- Work to do
Swap "clock tower" for "bell tower" from the line with "Task: the pointer indicates each instance of the building" to the line with "[[463, 115]]", and give back only those lines, with everything else left as it is.

--- begin Records shown ---

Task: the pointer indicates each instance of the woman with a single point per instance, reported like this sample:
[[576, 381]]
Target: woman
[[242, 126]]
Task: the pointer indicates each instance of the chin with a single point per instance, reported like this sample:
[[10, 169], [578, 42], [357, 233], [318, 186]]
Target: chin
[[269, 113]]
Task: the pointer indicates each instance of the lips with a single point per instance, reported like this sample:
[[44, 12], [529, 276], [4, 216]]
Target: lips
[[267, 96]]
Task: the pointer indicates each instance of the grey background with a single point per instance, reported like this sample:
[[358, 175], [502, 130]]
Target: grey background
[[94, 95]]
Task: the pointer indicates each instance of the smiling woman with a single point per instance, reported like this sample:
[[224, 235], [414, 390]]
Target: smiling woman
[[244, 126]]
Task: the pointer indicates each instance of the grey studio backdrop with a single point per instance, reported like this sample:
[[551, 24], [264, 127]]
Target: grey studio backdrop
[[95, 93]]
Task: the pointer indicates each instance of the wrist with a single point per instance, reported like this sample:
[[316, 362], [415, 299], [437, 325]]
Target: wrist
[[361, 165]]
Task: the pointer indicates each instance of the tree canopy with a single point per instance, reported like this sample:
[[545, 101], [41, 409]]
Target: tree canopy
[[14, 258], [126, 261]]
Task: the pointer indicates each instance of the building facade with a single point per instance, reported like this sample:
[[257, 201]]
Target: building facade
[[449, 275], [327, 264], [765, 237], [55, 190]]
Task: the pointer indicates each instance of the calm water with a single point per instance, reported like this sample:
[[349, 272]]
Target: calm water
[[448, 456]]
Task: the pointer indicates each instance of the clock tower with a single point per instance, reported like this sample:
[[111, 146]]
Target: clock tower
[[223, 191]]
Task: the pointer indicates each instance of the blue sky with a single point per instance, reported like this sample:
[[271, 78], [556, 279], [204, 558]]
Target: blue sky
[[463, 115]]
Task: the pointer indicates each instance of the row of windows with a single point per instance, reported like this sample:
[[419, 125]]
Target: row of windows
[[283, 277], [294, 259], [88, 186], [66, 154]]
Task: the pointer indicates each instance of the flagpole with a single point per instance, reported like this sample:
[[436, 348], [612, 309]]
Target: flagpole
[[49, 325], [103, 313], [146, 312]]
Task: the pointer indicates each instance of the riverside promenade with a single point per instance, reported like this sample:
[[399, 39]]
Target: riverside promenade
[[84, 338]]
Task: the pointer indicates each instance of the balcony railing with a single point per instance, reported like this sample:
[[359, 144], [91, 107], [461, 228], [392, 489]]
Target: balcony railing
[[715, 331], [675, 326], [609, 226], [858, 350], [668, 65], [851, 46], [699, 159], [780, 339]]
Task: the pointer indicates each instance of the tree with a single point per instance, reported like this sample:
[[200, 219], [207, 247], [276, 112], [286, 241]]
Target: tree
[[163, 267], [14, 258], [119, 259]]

--- end Records shown ---

- Result of this exercise
Task: the pointer indicates each instance of the building facade with a single point per instance, reported like this sample:
[[257, 201]]
Target: building facade
[[449, 275], [327, 264], [765, 237], [55, 190]]
Task: the pointer indicates each instance of the calm water with a single point per instance, reported like this sample:
[[349, 272]]
Target: calm water
[[448, 456]]
Task: the pointer indicates each instance of the bell tower with a single point per instance, reported like this sample:
[[111, 146]]
Target: bell tower
[[223, 191]]
Task: the pointer indicates each instance of the blue sky with a single point per instance, reported like this sample:
[[271, 78], [556, 279], [204, 558]]
Target: blue sky
[[463, 115]]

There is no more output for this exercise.